:: What to work on ::
A. Please extract the section of the book description from "PEN AMERICA LITERARY" to "and universes beyond.".
B. Name every person mentioned in the book description.
C. In the book description, what does the distraught mother finally attack after the old furniture and the backyard fence?
-------- Given passage --------
WINNER OF THE WHITING AWARD

PEN AMERICA LITERARY FINALIST


Recommended by Héctor Tobar as an essential Los Angeles book in the New York Times.

Carribean Fragoza's debut collection of stories reside in the domestic surreal, featuring an unusual gathering of Latinx and Chicanx voices from both sides of the U.S./Mexico border, and universes beyond.

"Eat the Mouth That Feeds You is an accomplished debut with language that has the potential to affect the reader on a visceral level, a rare and significant achievement from a forceful new voice in American literature."—Kali Fajardo-Anstine, New York Times Book Review, and author of Sabrina and Corina

Carribean Fragoza's imperfect characters are drawn with a sympathetic tenderness as they struggle against circumstances and conditions designed to defeat them. A young woman returns home from college, only to pick up exactly where she left off: a smart girl in a rundown town with no future. A mother reflects on the pain and pleasures of being inexorably consumed by her small daughter, whose penchant for ingesting grandma's letters has extended to taking bites of her actual flesh. A brother and sister watch anxiously as their distraught mother takes an ax to their old furniture, and then to the backyard fence, until finally she attacks the family's beloved lime tree.

Victories are excavated from the rubble of personal hardship, and women's wisdom is brutally forged from the violence of history that continues to unfold on both sides of the US-Mexico border.
-------- Data block --------
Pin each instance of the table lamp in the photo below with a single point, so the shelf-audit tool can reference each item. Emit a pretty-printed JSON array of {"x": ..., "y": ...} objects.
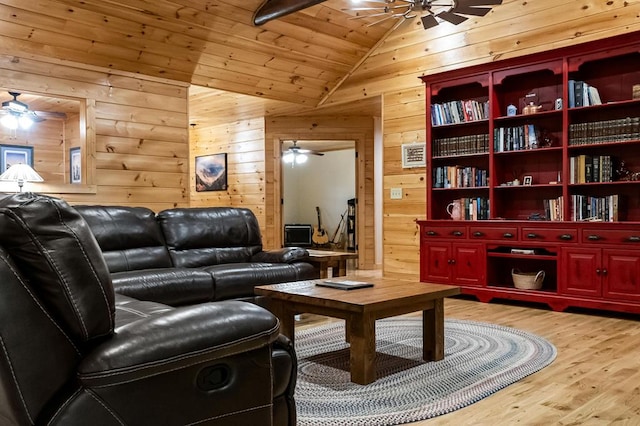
--------
:: Task-by-task outputs ::
A.
PEN AMERICA LITERARY FINALIST


Recommended by Héctor Tobar as an essential Los Angeles book in the New York Times.

Carribean Fragoza's debut collection of stories reside in the domestic surreal, featuring an unusual gathering of Latinx and Chicanx voices from both sides of the U.S./Mexico border, and universes beyond.

B. Héctor Tobar, Carribean Fragoza, Kali Fajardo-Anstine

C. The family's beloved lime tree.